Check every line below for the string "like", and copy the lines that contain it.

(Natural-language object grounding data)
== Segment start ==

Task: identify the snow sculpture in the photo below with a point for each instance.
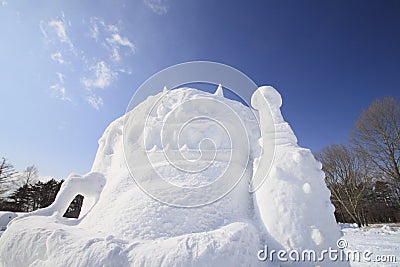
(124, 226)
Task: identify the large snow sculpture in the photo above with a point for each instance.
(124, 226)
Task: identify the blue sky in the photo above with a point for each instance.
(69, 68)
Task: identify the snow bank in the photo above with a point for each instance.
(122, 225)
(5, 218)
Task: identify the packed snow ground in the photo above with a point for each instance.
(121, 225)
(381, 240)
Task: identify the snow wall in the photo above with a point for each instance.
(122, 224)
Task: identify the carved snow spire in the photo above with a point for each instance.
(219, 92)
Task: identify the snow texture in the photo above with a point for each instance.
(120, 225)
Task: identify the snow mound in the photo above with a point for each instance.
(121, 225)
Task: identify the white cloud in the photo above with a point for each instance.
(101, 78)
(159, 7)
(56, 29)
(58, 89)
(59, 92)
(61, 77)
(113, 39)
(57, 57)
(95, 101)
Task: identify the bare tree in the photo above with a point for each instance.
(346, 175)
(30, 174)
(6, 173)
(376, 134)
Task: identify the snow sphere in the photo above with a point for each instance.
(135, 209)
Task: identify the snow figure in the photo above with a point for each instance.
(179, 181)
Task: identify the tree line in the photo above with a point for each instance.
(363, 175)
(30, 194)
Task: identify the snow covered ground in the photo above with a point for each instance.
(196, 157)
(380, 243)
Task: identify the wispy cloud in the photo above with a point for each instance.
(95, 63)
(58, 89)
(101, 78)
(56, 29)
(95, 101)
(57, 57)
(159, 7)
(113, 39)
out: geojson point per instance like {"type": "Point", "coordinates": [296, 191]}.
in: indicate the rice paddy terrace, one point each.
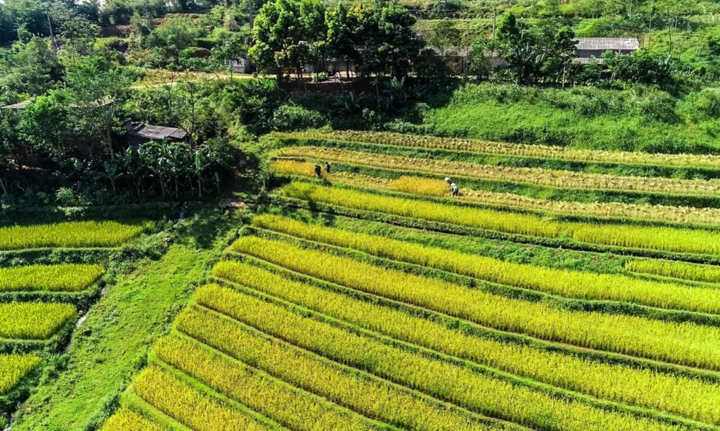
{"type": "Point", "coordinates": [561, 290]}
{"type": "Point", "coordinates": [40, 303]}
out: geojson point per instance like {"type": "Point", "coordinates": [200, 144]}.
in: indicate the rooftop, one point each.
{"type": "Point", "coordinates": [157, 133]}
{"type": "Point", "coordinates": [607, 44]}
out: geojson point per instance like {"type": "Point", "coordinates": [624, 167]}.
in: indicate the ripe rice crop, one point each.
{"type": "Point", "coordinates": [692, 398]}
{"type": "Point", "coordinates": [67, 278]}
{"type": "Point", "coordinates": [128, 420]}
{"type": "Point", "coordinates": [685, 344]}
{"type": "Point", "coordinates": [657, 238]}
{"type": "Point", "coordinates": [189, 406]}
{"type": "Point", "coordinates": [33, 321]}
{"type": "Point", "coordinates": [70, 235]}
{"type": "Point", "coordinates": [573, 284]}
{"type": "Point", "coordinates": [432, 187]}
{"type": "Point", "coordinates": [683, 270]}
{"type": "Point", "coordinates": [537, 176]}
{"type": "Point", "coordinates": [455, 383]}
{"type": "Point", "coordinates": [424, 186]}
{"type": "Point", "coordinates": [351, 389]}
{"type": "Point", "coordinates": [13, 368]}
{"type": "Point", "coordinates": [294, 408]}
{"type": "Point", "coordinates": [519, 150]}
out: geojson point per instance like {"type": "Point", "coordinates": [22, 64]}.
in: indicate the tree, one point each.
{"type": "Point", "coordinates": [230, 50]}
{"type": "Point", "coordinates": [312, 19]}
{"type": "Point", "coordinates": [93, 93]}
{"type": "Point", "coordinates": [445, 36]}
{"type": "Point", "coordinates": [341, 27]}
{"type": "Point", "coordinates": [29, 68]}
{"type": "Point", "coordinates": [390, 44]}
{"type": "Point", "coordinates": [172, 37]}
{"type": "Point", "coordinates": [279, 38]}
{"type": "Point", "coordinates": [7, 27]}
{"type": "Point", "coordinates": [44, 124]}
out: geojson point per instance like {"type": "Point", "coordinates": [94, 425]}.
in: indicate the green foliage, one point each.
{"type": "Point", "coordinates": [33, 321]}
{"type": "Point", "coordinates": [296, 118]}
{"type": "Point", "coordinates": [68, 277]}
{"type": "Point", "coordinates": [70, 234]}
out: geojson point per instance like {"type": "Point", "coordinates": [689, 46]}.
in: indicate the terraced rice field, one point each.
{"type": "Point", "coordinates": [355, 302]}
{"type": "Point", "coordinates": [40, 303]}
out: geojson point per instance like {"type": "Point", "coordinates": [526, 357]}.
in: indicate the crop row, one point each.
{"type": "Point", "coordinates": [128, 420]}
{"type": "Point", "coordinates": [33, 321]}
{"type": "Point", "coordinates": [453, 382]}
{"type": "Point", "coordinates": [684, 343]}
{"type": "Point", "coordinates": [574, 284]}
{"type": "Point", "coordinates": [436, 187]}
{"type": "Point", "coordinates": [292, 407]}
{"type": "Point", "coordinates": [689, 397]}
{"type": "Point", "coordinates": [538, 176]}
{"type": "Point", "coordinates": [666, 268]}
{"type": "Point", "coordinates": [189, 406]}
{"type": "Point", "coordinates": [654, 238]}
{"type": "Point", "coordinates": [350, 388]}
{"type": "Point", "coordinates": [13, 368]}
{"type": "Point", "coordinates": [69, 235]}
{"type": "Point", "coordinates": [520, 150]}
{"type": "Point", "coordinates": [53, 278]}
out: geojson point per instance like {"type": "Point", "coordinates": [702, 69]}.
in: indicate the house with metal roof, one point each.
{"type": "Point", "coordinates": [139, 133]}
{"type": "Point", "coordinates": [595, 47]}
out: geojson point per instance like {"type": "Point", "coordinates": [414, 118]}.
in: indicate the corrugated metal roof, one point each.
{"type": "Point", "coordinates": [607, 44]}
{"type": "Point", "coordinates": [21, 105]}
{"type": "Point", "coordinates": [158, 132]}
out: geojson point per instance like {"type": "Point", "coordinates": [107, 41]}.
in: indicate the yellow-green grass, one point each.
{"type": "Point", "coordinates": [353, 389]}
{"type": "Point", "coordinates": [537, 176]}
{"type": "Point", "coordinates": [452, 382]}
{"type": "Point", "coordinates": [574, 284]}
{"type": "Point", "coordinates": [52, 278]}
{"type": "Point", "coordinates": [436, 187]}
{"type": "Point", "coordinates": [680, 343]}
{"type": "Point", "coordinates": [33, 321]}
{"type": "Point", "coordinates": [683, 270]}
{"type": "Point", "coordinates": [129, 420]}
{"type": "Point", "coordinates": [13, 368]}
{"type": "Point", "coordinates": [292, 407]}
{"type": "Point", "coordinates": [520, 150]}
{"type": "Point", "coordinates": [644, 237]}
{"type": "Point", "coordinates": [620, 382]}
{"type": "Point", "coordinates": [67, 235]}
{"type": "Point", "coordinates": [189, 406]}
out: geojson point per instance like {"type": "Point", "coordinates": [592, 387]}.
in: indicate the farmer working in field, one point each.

== Segment end ==

• _Task output_:
out: geojson point per instance like {"type": "Point", "coordinates": [296, 191]}.
out: geojson point per instance like {"type": "Point", "coordinates": [200, 144]}.
out: geojson point per instance like {"type": "Point", "coordinates": [624, 167]}.
out: geojson point per instance like {"type": "Point", "coordinates": [22, 64]}.
out: geojson point per instance like {"type": "Point", "coordinates": [94, 425]}.
out: geojson point per instance like {"type": "Point", "coordinates": [689, 46]}.
out: geojson point per instance like {"type": "Point", "coordinates": [526, 357]}.
out: geojson point per instance like {"type": "Point", "coordinates": [702, 69]}.
out: geojson point per instance like {"type": "Point", "coordinates": [414, 118]}.
out: geojson point per instance like {"type": "Point", "coordinates": [107, 41]}.
out: geojson point per instance like {"type": "Point", "coordinates": [592, 387]}.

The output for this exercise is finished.